#### [Available records]
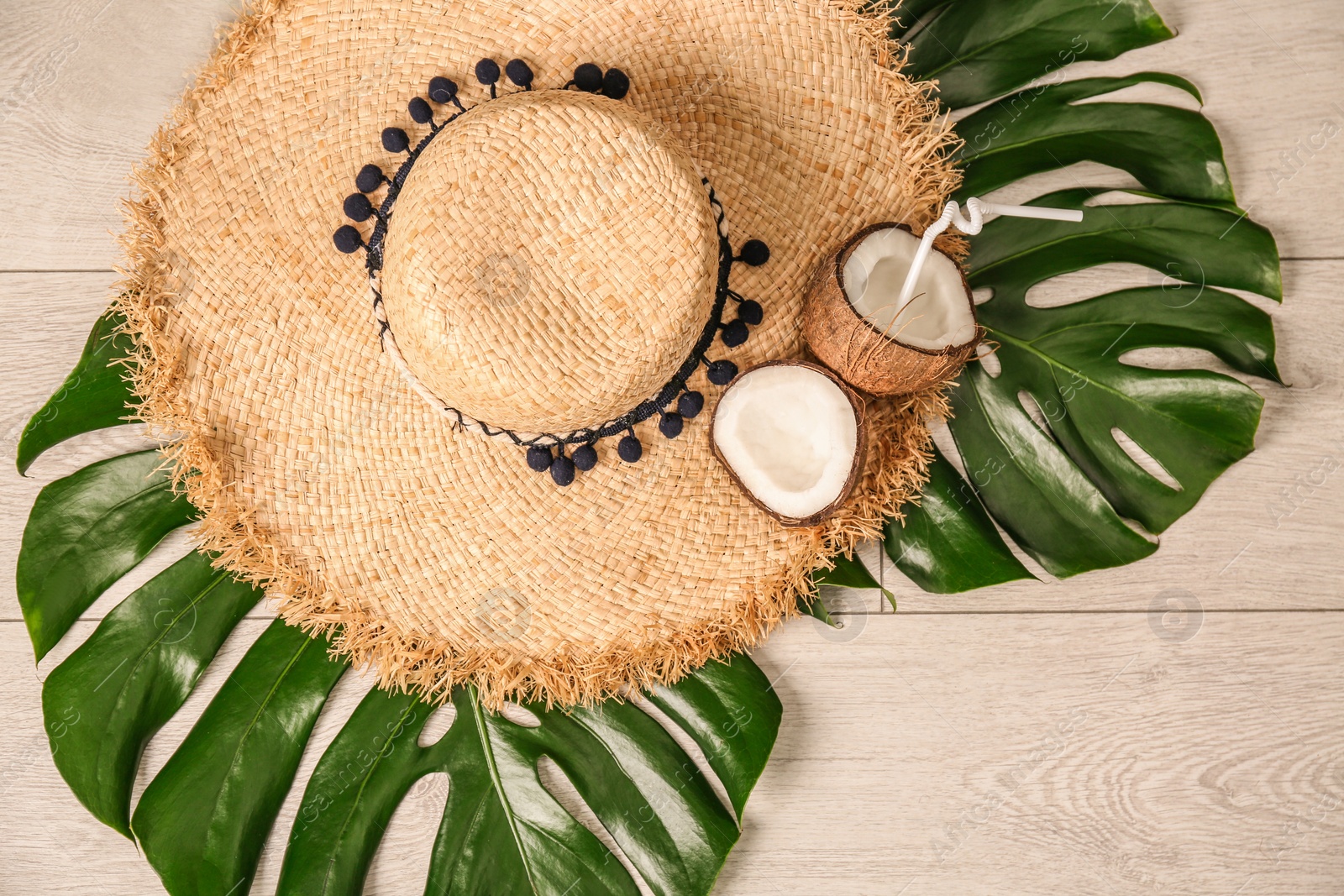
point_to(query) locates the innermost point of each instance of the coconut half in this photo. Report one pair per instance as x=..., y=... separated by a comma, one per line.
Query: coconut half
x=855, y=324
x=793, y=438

* * *

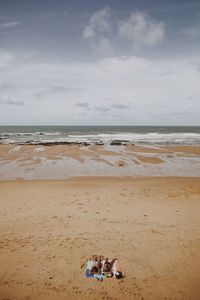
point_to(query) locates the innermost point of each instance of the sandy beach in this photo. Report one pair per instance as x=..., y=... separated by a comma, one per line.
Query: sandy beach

---

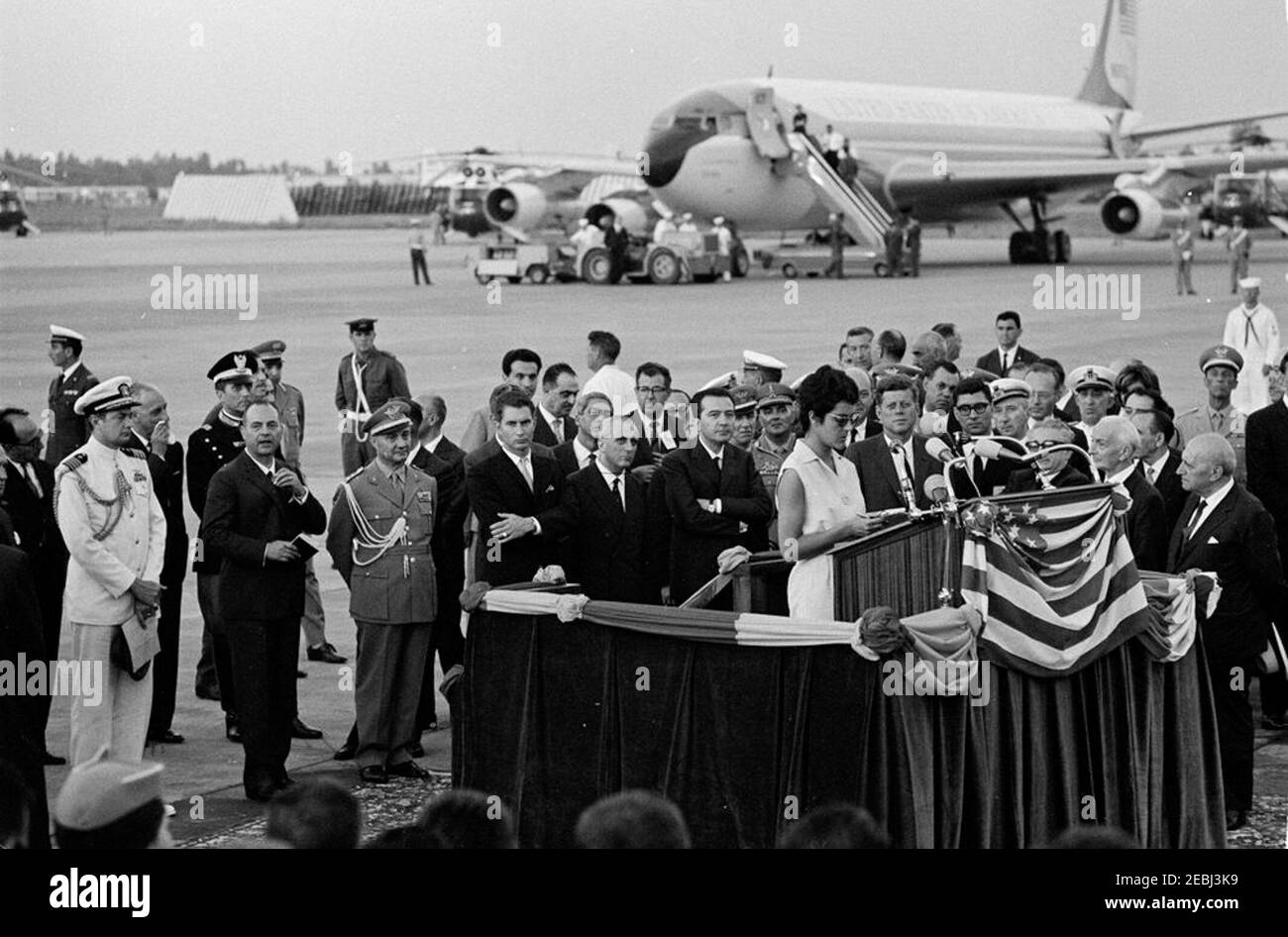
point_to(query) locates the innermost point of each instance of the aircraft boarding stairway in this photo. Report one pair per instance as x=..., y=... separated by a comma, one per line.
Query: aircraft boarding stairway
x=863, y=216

#### [Work instructions]
The response should hold exactly the lines starting at the line with "of the sandy" and ending at the line with "Query: sandy beach", and no other line of the material above.

#### [Solution]
point_to(query) locates the innermost point of each instance of the sandy beach in this photo. Report one pair per instance as x=..., y=... separated by a comma, one per line.
Query: sandy beach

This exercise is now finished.